Output every record below exactly.

(Collected data)
#####

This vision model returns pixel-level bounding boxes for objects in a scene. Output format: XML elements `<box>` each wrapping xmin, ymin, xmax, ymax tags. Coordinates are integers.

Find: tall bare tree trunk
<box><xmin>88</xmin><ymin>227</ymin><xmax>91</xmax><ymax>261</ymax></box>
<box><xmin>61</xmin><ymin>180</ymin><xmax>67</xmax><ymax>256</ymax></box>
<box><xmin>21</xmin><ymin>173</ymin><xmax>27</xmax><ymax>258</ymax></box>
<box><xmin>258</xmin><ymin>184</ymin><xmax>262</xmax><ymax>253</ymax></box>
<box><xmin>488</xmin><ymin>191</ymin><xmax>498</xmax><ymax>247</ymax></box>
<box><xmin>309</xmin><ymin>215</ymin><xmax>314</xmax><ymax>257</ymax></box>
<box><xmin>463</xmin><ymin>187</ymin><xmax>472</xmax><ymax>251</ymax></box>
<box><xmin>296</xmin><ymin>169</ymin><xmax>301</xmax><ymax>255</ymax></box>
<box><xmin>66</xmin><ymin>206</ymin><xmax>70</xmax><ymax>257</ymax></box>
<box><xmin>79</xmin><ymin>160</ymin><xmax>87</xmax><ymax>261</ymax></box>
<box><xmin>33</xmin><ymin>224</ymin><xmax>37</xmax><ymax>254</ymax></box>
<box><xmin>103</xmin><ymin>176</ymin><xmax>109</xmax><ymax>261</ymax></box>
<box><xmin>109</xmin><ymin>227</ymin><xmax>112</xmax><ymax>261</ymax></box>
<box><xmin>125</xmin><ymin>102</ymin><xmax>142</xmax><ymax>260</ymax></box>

#####

> [Solution to this exercise]
This vision model returns pixel-level bounding boxes for objects in a scene. Output format: XML elements `<box>` each wrapping xmin, ymin, xmax, ymax tags. Coordinates are integers.

Find: tall bare tree trunk
<box><xmin>88</xmin><ymin>227</ymin><xmax>91</xmax><ymax>261</ymax></box>
<box><xmin>61</xmin><ymin>180</ymin><xmax>67</xmax><ymax>256</ymax></box>
<box><xmin>21</xmin><ymin>173</ymin><xmax>27</xmax><ymax>258</ymax></box>
<box><xmin>258</xmin><ymin>184</ymin><xmax>262</xmax><ymax>253</ymax></box>
<box><xmin>488</xmin><ymin>191</ymin><xmax>498</xmax><ymax>247</ymax></box>
<box><xmin>309</xmin><ymin>215</ymin><xmax>314</xmax><ymax>257</ymax></box>
<box><xmin>463</xmin><ymin>187</ymin><xmax>472</xmax><ymax>251</ymax></box>
<box><xmin>296</xmin><ymin>169</ymin><xmax>301</xmax><ymax>255</ymax></box>
<box><xmin>66</xmin><ymin>206</ymin><xmax>70</xmax><ymax>257</ymax></box>
<box><xmin>79</xmin><ymin>160</ymin><xmax>87</xmax><ymax>261</ymax></box>
<box><xmin>33</xmin><ymin>224</ymin><xmax>37</xmax><ymax>254</ymax></box>
<box><xmin>103</xmin><ymin>176</ymin><xmax>109</xmax><ymax>261</ymax></box>
<box><xmin>109</xmin><ymin>227</ymin><xmax>112</xmax><ymax>261</ymax></box>
<box><xmin>125</xmin><ymin>102</ymin><xmax>142</xmax><ymax>260</ymax></box>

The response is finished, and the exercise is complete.